Tasks:
(A) Translate this sentence from the Black-Scholes pricing thread into Spanish: "This is predicated of course on the Black-Scholes model."
(B) The Black-Scholes pricing thread has short lines that serve as section headings. List each one.

Document segment:
--------------------------------
Context:
I'm given Black and Scholes model.
Problem:
For $T > 1$ the asset returns $$Y_T = \ln(S_T)\cdot 1_{S_T>1} $$
where $S_t$ is solution for Black and Scholes model:
$$S_t = S_0 \cdot exp[(\mu – \frac{\sigma^2}{2})t +\sigma W_t]$$
$W_t$ is Wiener process and $1_{S_T>1} = 1$ if $S_T>1$ and $1_{S_T>1} = 0$ otherwise.
It is given that today $t$ is equal to $1$.
Evaluate the current price $Y_1$.
Can you give some ideas?
Best Answer
If you choose the money-market instrument as the numeraire, you get
$$Y_t = e^{-r(T-t)}E\left[Y_T \vert \mathcal{F}_t\right]$$ where the expectation is taken under the risk-neutral measure. Under the risk neutral measure $S_t$ follows the SDE $$dS_t = rS_tdt + \sigma S_t dW_t$$ where $W$ is Brownian Motion. This is predicated of course on the Black-Scholes model.
Note that you can write $S_T$ as follows. $$S_T = S_t e^{\left(r-\frac{1}{2}\sigma^2\right)(T-t) + \sigma(W_T - W_t)}$$
$$E\left[Y_T \vert \mathcal{F}_t\right] = \left(\log{S_t} + \left(r-\frac{1}{2}\sigma^2\right)(T-t)\right)E[\mathbb{1}_{\log{S_T} > 0} \vert \mathcal{F}_t] + E[\sigma(W_T - W_t)\mathbb{1}_{\log{S_T} > 0} \vert \mathcal{F}_t]$$
Let's calculate the first conditional expectation. Define $d(t, S_t) := \log{S_t} + \left(r-\frac{1}{2}\sigma^2\right)(T-t)$. Since $W_T - W_t$ is independent of $\mathcal{F}_t$,
$$E[\mathbb{1}_{\log{S_T} > 0} \vert \mathcal{F}_t] = P\{d(t, S_t) + \sigma(W_T-W_t)\vert\mathcal{F}_t\} = \Phi\left(\frac{d(t, S_t)}{\sigma\sqrt{T-t}}\right)$$ where $\Phi$ is the distribution function of standard normal r.v.
--------------------------------
Dataset rows:
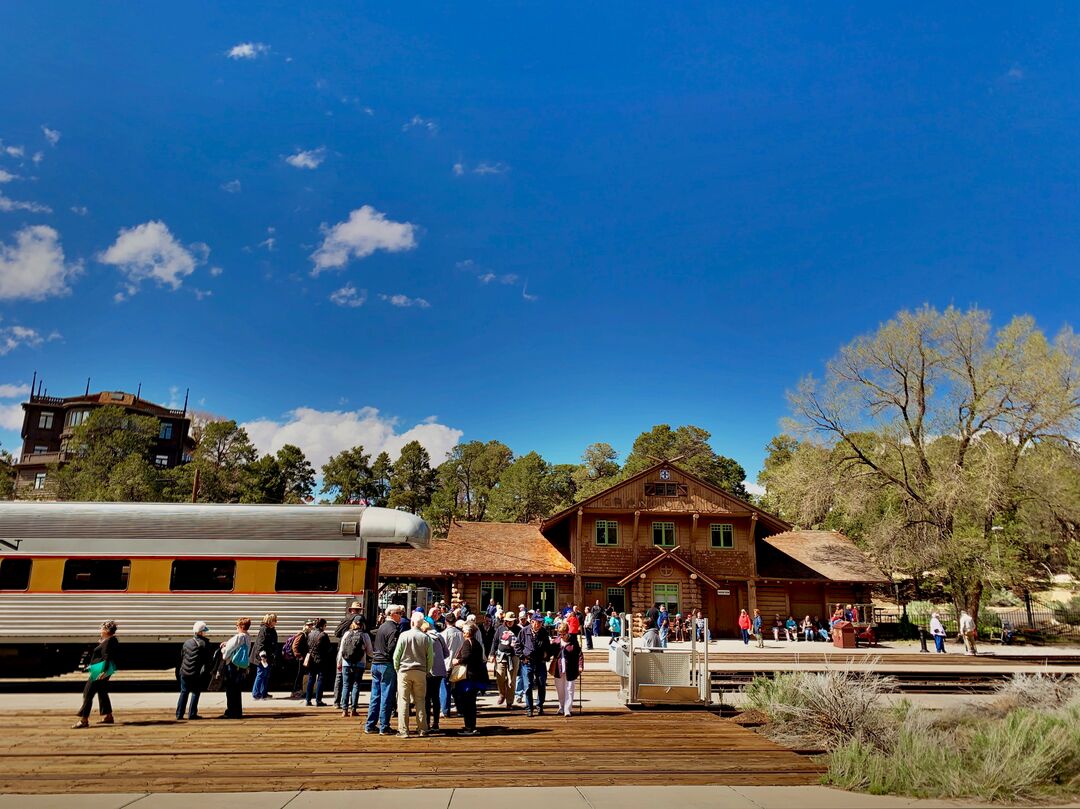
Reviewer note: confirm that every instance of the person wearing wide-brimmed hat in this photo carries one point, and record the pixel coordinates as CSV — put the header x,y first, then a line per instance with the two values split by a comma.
x,y
103,664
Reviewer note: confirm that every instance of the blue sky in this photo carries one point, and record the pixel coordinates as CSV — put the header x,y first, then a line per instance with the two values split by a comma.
x,y
547,224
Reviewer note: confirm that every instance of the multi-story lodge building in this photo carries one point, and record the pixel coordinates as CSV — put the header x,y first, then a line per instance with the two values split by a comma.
x,y
48,422
662,536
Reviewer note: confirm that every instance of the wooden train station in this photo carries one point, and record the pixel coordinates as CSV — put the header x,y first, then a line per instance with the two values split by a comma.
x,y
662,536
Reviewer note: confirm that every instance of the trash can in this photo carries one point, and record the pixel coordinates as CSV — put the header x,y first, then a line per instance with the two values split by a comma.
x,y
844,635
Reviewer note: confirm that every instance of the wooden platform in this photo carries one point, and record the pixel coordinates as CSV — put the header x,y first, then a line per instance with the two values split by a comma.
x,y
292,749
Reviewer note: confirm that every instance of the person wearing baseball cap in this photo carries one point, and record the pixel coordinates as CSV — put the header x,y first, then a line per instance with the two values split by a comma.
x,y
196,657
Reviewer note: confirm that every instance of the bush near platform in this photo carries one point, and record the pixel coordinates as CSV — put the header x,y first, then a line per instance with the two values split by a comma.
x,y
1023,745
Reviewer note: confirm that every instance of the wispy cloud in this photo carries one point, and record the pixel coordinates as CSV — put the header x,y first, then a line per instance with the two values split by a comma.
x,y
404,300
247,51
34,267
349,296
150,252
418,122
365,231
8,205
307,158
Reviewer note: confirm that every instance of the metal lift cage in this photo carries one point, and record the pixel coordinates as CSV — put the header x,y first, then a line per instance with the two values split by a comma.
x,y
661,676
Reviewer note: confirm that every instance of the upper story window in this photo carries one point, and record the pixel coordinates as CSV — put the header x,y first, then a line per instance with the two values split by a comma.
x,y
663,535
607,531
665,488
77,417
721,535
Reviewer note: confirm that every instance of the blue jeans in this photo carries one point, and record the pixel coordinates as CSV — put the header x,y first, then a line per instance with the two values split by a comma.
x,y
536,674
315,684
192,688
446,696
380,704
260,688
351,675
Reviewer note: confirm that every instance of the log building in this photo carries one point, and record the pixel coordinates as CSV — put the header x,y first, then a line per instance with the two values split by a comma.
x,y
662,536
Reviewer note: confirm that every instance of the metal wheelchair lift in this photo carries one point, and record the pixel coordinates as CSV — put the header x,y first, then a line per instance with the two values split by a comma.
x,y
655,677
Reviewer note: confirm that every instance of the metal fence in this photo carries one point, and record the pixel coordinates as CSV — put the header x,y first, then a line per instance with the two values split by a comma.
x,y
1038,622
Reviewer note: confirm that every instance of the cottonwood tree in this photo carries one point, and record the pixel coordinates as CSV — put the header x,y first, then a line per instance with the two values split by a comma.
x,y
925,427
690,444
413,480
348,477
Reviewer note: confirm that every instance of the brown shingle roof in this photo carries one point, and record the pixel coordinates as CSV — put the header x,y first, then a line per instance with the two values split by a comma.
x,y
481,548
829,553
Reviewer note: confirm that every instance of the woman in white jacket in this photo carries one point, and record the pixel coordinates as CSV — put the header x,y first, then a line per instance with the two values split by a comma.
x,y
937,630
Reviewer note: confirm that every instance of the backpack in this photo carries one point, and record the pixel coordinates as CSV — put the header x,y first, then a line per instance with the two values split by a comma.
x,y
352,648
288,648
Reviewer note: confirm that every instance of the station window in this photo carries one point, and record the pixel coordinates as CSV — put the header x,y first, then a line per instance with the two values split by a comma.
x,y
607,531
721,535
489,590
15,574
96,574
663,535
307,577
202,575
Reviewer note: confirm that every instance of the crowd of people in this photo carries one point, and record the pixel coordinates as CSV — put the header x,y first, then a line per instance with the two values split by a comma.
x,y
431,663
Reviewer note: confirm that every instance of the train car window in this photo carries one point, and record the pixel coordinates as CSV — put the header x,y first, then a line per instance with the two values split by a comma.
x,y
202,575
307,577
96,574
15,574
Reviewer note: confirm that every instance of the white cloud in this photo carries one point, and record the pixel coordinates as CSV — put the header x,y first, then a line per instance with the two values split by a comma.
x,y
14,391
416,122
404,300
307,159
365,231
247,51
34,268
349,296
323,433
754,488
8,205
13,337
149,251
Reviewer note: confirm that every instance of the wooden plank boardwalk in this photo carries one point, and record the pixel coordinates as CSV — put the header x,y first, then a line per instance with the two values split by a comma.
x,y
285,747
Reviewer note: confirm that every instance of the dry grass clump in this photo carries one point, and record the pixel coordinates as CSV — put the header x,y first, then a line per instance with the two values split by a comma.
x,y
1025,745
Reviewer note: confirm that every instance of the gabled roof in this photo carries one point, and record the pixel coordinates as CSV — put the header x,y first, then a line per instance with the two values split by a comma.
x,y
765,516
480,548
828,553
667,554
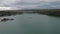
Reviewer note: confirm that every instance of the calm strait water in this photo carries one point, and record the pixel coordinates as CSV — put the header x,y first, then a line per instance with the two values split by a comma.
x,y
30,24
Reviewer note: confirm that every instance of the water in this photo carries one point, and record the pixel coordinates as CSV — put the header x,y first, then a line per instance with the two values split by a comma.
x,y
31,24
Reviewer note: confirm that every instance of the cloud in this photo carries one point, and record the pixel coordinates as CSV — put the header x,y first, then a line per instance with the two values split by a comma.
x,y
25,4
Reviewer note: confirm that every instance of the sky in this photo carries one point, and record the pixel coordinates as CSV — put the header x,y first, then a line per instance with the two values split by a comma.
x,y
30,4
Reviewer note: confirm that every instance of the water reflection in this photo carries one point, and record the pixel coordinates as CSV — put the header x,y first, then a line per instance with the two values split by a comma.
x,y
6,19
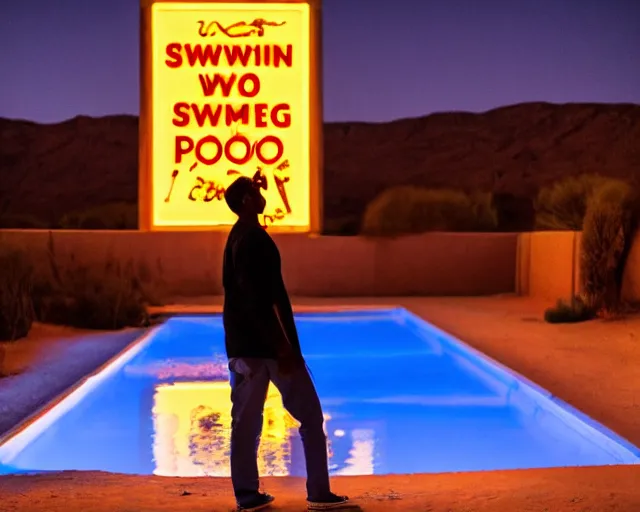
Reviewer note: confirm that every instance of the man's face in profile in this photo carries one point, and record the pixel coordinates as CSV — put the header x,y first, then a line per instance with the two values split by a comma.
x,y
257,200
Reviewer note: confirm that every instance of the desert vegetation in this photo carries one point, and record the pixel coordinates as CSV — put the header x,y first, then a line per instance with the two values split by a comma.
x,y
607,211
59,289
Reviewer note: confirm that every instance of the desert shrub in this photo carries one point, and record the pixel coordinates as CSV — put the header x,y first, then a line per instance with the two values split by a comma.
x,y
408,209
16,309
569,312
563,205
113,216
610,223
98,297
21,221
514,212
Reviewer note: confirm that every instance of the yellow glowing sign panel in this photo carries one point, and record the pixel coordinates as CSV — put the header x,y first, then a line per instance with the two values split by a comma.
x,y
230,97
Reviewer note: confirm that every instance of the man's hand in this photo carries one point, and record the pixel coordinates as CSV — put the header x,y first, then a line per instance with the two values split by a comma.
x,y
288,362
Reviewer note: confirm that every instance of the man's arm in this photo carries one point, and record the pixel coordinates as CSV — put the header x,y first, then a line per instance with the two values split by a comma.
x,y
257,274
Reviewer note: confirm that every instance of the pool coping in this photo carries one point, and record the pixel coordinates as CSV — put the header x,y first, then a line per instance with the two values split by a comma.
x,y
578,419
216,309
14,432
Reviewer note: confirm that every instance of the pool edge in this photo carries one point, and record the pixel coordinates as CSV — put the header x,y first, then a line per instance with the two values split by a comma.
x,y
612,437
59,399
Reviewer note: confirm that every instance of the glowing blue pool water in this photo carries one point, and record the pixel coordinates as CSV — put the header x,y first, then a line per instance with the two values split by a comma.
x,y
399,395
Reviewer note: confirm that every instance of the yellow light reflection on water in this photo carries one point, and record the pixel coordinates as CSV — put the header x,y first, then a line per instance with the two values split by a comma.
x,y
192,423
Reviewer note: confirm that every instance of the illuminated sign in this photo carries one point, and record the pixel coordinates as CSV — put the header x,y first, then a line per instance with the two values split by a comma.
x,y
227,91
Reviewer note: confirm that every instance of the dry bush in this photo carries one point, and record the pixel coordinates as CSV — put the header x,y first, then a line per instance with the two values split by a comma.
x,y
569,312
609,226
105,297
408,209
563,205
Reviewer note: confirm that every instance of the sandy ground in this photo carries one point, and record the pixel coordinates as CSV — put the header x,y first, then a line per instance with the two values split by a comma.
x,y
48,362
594,366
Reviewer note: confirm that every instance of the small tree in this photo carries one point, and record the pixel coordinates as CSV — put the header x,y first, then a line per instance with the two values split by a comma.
x,y
563,205
609,226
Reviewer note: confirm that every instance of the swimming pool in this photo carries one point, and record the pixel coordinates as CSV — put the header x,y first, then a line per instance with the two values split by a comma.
x,y
399,396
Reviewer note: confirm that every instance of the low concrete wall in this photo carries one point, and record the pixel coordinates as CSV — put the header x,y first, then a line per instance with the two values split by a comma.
x,y
189,263
548,266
--------------------------------
Problem solutions:
(A) Esto se basa, por supuesto, en el modelo de Black-Scholes.

(B)
Context:
Problem:
Best Answer